EXERCISE PROMPT:
Reproduce each of the lines word for word.

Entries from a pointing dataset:
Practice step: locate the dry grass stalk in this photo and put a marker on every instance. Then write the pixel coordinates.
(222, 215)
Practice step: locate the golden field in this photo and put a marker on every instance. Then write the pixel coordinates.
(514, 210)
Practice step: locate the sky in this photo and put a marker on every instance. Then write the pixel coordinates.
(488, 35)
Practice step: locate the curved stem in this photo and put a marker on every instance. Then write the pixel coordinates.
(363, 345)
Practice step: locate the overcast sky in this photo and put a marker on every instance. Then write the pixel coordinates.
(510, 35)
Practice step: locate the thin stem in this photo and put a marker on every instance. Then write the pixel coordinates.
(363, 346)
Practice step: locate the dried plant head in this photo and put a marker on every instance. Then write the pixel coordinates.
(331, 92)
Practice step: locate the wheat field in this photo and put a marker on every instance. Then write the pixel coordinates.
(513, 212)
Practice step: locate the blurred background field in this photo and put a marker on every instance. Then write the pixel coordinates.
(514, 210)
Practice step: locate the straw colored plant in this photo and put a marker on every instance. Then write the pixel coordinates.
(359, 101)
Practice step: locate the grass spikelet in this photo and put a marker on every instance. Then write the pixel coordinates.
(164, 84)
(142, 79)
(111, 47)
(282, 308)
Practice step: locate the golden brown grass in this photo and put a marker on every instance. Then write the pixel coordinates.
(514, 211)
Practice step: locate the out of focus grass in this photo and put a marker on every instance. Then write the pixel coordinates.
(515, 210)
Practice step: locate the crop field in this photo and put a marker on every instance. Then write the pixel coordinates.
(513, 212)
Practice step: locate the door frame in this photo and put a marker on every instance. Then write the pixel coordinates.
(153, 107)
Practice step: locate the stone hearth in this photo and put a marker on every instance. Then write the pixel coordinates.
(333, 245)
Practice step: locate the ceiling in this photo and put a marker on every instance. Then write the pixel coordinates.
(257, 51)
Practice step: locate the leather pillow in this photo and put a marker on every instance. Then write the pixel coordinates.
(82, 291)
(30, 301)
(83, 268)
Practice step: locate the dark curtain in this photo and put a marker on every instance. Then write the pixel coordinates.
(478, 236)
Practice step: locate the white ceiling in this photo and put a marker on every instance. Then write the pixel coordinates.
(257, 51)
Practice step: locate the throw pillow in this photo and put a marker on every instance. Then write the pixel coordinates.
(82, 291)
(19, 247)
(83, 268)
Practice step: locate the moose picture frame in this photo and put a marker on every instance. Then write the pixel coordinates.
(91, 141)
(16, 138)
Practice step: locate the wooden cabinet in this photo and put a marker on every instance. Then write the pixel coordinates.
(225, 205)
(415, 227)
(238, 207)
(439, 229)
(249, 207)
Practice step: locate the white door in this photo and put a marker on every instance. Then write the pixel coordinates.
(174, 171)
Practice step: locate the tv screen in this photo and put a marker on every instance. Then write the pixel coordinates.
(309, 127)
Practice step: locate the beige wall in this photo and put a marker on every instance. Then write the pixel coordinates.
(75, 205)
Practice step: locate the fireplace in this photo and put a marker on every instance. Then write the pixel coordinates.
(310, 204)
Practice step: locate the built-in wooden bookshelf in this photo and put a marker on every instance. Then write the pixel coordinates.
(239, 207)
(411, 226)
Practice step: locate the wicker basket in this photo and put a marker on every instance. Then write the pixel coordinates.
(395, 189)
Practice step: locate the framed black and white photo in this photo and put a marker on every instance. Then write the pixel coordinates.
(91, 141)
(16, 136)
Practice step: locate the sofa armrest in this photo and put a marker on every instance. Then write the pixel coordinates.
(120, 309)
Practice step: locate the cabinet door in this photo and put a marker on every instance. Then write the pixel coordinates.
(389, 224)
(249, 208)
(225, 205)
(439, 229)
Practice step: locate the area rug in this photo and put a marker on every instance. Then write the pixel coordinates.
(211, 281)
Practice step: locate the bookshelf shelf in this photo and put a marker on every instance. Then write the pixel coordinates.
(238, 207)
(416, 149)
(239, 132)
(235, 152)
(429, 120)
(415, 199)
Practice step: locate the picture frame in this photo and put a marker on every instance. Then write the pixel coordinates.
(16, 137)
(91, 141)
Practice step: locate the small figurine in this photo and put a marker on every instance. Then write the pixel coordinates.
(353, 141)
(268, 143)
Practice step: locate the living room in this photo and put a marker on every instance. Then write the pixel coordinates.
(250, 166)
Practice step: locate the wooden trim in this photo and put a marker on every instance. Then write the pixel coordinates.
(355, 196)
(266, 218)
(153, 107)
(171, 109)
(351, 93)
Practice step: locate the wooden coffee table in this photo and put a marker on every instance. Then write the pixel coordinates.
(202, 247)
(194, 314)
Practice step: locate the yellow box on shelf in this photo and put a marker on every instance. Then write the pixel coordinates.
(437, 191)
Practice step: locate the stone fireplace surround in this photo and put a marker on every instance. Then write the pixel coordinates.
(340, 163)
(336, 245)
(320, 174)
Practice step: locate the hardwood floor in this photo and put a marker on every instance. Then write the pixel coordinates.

EXPECTED ANSWER:
Practice step: locate the dry grass stalk in this photo and put a marker on every instance. Then write the pixel coordinates.
(222, 215)
Practice step: locate the golden field in this photo and put a marker on every instance. Then write the pixel coordinates.
(514, 210)
Practice step: locate the sky in this photo and put a marker on every instance. Then write the pixel coordinates.
(488, 35)
Practice step: locate the curved stem in this photo and put a marker on every instance. Then write the pixel coordinates.
(363, 345)
Practice step: locate the overcast sky in this photo and put a marker on every instance. Then write the pixel coordinates.
(510, 35)
Practice step: locate the thin stem in this photo and put a marker on every instance. Then write the pixel coordinates.
(363, 346)
Practice step: locate the dried plant head in this photo and put a marker on every instance. Then write the pixel coordinates.
(331, 92)
Practice step: locate the wheat field in this photo and put a marker on every instance. Then write the pixel coordinates.
(513, 212)
Practice step: locate the blurred background field in this photo and put a marker on every instance. Then write the pixel coordinates.
(514, 210)
Practice step: locate the straw colored plant in this photo and put a marker on every instance. Then write the pixel coordinates.
(359, 101)
Practice step: locate the grass spikelet in this photo and put a marker on every instance. Then write the pixel coordinates.
(164, 84)
(142, 79)
(111, 47)
(282, 308)
Practice step: locate the golden brown grass in this photo and put a marker on every instance. Then write the pixel coordinates.
(514, 211)
Practice step: locate the out of focus grass in this photo and put a marker on every instance. Then write the pixel coordinates.
(515, 210)
Practice step: locate the crop field in this photo and put a marker on every instance. Then write the pixel coordinates.
(513, 212)
Practice step: locate the door frame in this photo and put a marker on every instance. Then write the pixel coordinates.
(153, 107)
Practice step: locate the stone hearth in this photo and put a marker on every instance. Then write the pixel coordinates.
(333, 245)
Practice step: locate the ceiling in this photo and put a marker on every instance. Then write the pixel coordinates.
(257, 51)
Practice step: locate the leather pillow in this photo and put a marker on every instance. Then write the pixel coordinates.
(82, 291)
(30, 301)
(83, 268)
Practice step: locate the dark curtain in this photo and put a marker on every instance. Then write the pixel coordinates.
(478, 236)
Practice step: locate the white ceiling in this photo and put a marker on every instance. Then write the pixel coordinates.
(257, 51)
Practice step: locate the throw pillow in this photo and put a marker on every instance. Then write the pixel coordinates.
(82, 291)
(19, 247)
(83, 268)
Practice step: locate the moose picture frame in this photo and put a marker on every instance. Then write the pixel coordinates.
(91, 141)
(16, 138)
Practice step: locate the wooden cabinet in this photo and put a marker on every instance. Then write the pixel coordinates.
(225, 205)
(415, 227)
(238, 207)
(439, 229)
(249, 207)
Practice step: locate the white door in this photo and put a marker on every instance. Then write the pixel coordinates.
(174, 171)
Practice step: locate the tv screen in this photo and put a marker on every instance. Then write the pixel coordinates.
(309, 127)
Practice step: locate the beige wall in this photo and put a marker on every instance. Then write the pixel coordinates.
(75, 205)
Practice step: locate the fireplace in this photo and put a marker on every instance. Then write the pixel coordinates.
(310, 204)
Practice step: locate the built-in wooden bookshelf in this photo and put a marker on every instance. Then write the pixel coordinates.
(239, 207)
(411, 226)
Practice step: locate the wicker basket in this photo and put a marker on every instance. Then write the pixel coordinates.
(395, 189)
Practice step: locate the framed black and white photo in this photo and put a marker on every instance. Then write the pixel coordinates.
(91, 141)
(16, 136)
Practice step: locate the sofa armrest in this photo and put a marker on every instance. Then write the pixel coordinates.
(120, 309)
Practice step: locate the cabinet door in this photo and put a marker on every instance. Then write the pixel coordinates.
(389, 224)
(249, 208)
(225, 205)
(439, 229)
Practice step: locate the area rug in this photo and put a marker on every instance. Then write the pixel coordinates.
(211, 281)
Practice step: locate the bookshelf shelf in this photo and put a marker on every instance. Then write the pixel coordinates.
(238, 207)
(416, 149)
(239, 132)
(235, 152)
(429, 120)
(415, 199)
Practice step: locate the picture frame in this photo and put a marker on every instance. Then write the pixel coordinates.
(16, 137)
(91, 141)
Practice step: locate the small figurine in this photo and put a marker on every instance. Then write the pixel coordinates.
(353, 141)
(268, 143)
Practice step: locate the living room in this photo and put a marker on every instance. Then write the pixel coordinates.
(250, 166)
Practice step: locate the wooden trim in this photo and put a marker on every instance. Then write the pixel coordinates.
(355, 196)
(266, 218)
(153, 107)
(171, 109)
(351, 93)
Practice step: locate the wooden coffee table in this photo and put a marker on every instance. Then write the pixel coordinates.
(202, 247)
(194, 314)
Practice step: locate the yellow box on shelf in this photo and put a marker on every instance. Then write the pixel coordinates.
(437, 191)
Practice step: locate the stone fireplace surround in this photo and put a marker on every instance. Then write the pixel coordinates.
(340, 163)
(336, 245)
(320, 174)
Practice step: locate the hardwood floor in this photo and put a marker on every instance. Then write the pixel coordinates.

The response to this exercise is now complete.